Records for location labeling
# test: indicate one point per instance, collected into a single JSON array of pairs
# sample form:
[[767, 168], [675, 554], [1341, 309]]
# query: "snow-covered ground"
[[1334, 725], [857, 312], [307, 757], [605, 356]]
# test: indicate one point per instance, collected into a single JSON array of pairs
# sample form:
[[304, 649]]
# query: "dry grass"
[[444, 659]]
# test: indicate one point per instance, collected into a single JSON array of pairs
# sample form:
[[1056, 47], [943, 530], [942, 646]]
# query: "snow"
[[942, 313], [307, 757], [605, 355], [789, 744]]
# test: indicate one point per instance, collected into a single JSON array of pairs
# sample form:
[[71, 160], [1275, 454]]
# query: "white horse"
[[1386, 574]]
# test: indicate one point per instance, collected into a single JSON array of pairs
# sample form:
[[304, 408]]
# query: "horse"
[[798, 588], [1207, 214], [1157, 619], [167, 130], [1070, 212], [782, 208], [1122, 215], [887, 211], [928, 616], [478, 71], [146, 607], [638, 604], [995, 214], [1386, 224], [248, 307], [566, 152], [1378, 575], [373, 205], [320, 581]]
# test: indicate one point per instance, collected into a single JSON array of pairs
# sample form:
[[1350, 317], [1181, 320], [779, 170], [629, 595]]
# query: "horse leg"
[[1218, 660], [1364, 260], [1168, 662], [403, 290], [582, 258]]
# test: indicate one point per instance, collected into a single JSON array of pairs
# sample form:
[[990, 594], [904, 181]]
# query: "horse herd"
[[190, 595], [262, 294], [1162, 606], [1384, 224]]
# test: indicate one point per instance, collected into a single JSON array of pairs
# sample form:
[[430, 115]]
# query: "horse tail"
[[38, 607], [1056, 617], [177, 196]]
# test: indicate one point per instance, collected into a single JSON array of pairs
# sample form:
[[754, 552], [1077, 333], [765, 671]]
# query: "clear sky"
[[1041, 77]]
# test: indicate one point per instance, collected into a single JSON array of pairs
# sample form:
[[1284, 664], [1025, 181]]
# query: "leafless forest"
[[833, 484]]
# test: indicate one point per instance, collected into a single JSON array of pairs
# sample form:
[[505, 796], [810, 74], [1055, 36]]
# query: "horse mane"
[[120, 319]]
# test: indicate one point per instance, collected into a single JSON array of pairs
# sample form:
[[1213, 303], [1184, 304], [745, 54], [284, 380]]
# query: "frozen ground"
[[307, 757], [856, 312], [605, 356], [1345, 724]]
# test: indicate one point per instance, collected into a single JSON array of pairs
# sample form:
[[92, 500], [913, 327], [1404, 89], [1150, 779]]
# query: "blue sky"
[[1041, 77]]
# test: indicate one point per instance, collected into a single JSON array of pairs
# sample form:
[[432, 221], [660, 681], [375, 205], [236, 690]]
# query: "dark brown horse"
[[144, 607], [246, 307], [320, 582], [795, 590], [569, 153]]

◆ **SHORT EXERCISE**:
Render every one of the lines above as a JSON list of strings, with one string per line and any blank lines left out.

◆ **OUTPUT OF THE EXERCISE**:
[
  "# test: indicate one point per instance, collected into a single JSON array of pairs",
  "# sample form:",
  "[[767, 168], [675, 554], [1341, 309]]",
  "# query: \"snow-covered ground\"",
  "[[1334, 725], [857, 312], [307, 757], [605, 356]]",
  "# test: indicate one point per instance, collected into a single JSON array of pairs",
  "# sample form:",
  "[[304, 649]]",
  "# query: \"dry grass\"",
  "[[444, 659]]",
  "# test: indicate one point per instance, collected into a single JSON array of pairs",
  "# sample form:",
  "[[1056, 47], [943, 530], [942, 646]]",
  "# query: \"snow\"",
  "[[942, 313], [307, 757], [605, 355], [789, 744]]",
  "# test: indicate one point per instance, collected into a single JSON array of pairs",
  "# sample form:",
  "[[71, 160], [1275, 454]]",
  "# query: \"white horse\"",
  "[[1386, 574]]",
  "# test: indicate one point per instance, collected into a single JSON array of pairs",
  "# sample form:",
  "[[304, 408]]",
  "# query: \"horse\"",
  "[[798, 588], [1207, 214], [1157, 619], [167, 130], [1070, 212], [782, 208], [1122, 215], [887, 211], [928, 616], [478, 71], [146, 607], [638, 604], [995, 214], [1386, 224], [248, 307], [566, 152], [1378, 575], [373, 205], [320, 581]]",
  "# test: indicate one point per instance, collected into a single JSON array of pairs",
  "# sample form:",
  "[[1350, 317], [1181, 320], [779, 170], [629, 595]]",
  "# query: \"horse leg\"",
  "[[1218, 660], [1364, 260], [1168, 662], [403, 290], [582, 258]]",
  "# test: indicate one point per instance, collected into a single JSON array of pairs",
  "# sample form:",
  "[[990, 594], [904, 181]]",
  "# query: \"horse herd\"",
  "[[190, 595], [262, 294], [1162, 606], [1384, 224]]",
  "# test: indicate one point per instance, collected into a single JSON array of pairs",
  "# sample form:",
  "[[430, 115]]",
  "# query: \"horse tail\"",
  "[[38, 607], [1056, 617], [177, 196]]",
  "# test: indicate one point per instance, collected into a single JSON array of pairs",
  "# sample form:",
  "[[754, 552], [1077, 333], [765, 671]]",
  "# query: \"clear sky\"",
  "[[1041, 77]]",
  "# test: indicate one point per instance, collected into a single JSON array of pairs",
  "# sample form:",
  "[[1284, 664], [1025, 181]]",
  "# query: \"leafless forest\"",
  "[[833, 484]]",
  "# test: indicate one point per instance, collected into a single JSON array of pairs",
  "# sample form:",
  "[[505, 796], [810, 74], [1055, 36]]",
  "# query: \"horse mane\"",
  "[[120, 319]]",
  "# test: indicate one point per instance, collected into a single JSON array of pairs",
  "# sample form:",
  "[[1213, 303], [1184, 304], [745, 54], [284, 380]]",
  "# query: \"frozen ground\"",
  "[[307, 757], [856, 312], [605, 356], [1345, 724]]",
  "# test: indicate one point per instance, collected into a single JSON array of pairs",
  "# sample form:",
  "[[92, 500], [913, 327], [1404, 89], [1150, 779]]",
  "# query: \"blue sky\"",
  "[[1041, 77]]",
  "# test: indicate one point per instance, collected into a single JSON array of pairs",
  "# sample form:",
  "[[432, 221], [660, 681], [375, 205], [236, 690]]",
  "# query: \"dark brown horse\"",
  "[[144, 607], [246, 307], [320, 582], [795, 590], [569, 153]]"
]